WHAT IS ASKED →
#1 Print the passage of the forum thread from "Follow Setup, Guide" up to and including "the HeadendID is.".
#2 List each sentence in the posts of the forum thread that ends with a question mark, excluding the headings.

PAGE TEXT →
##########
# Win7, MCE Guide Update Error



## SayWhat? (Jun 7, 2009)

Follow Setup, Guide updates properly initially, but then won't update as scheduled.

Did a web search and got a ton of hits of people having the same problem, but no conclusive fixes. Redo Setup, etc. Some even say they reinstalled Win7.

I've done the setup several time over the last few months and get the same result, updates once, then not again.

Event Viewer shows the same error:

4:19:24 PM - Failed to retrieve EpgListings (Error: HeadendId 1898##### is invalid.) 

ID Edited for this thread. It doesn't matter which Zip I use for setup or what the HeadendID is. 

Ideas?


----------



## Drew2k (Aug 16, 2006)

I just checked my HTPC and have guide date through 10:30 PM Sunday 11/27, so I'm not seeing any problems.

I haven't run TV setup on this PC in months, though, so I don't know if that has any bearing.

If it makes a difference, I'm only set up for ClearQAM channels off of cable, with only about 2 dozen channels at the most.


----------



## SayWhat? (Jun 7, 2009)

No ideas on why or how to fix?


----------



## Drew2k (Aug 16, 2006)

Have you tried The Green Button?

That forum is dedicated to MCE so you have find others having the issue or a fix...

http://www.thegreenbutton.tv/forums/


----------
##########
DATA BLOCK →
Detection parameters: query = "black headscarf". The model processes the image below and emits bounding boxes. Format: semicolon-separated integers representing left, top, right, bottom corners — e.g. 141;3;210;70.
##########
EXERCISE RESPONSES →
#1
Follow Setup, Guide updates properly initially, but then won't update as scheduled.

Did a web search and got a ton of hits of people having the same problem, but no conclusive fixes. Redo Setup, etc. Some even say they reinstalled Win7.

I've done the setup several time over the last few months and get the same result, updates once, then not again.

Event Viewer shows the same error:

4:19:24 PM - Failed to retrieve EpgListings (Error: HeadendId 1898##### is invalid.) 

ID Edited for this thread. It doesn't matter which Zip I use for setup or what the HeadendID is.

#2
- Ideas?
- No ideas on why or how to fix?
- Have you tried The Green Button?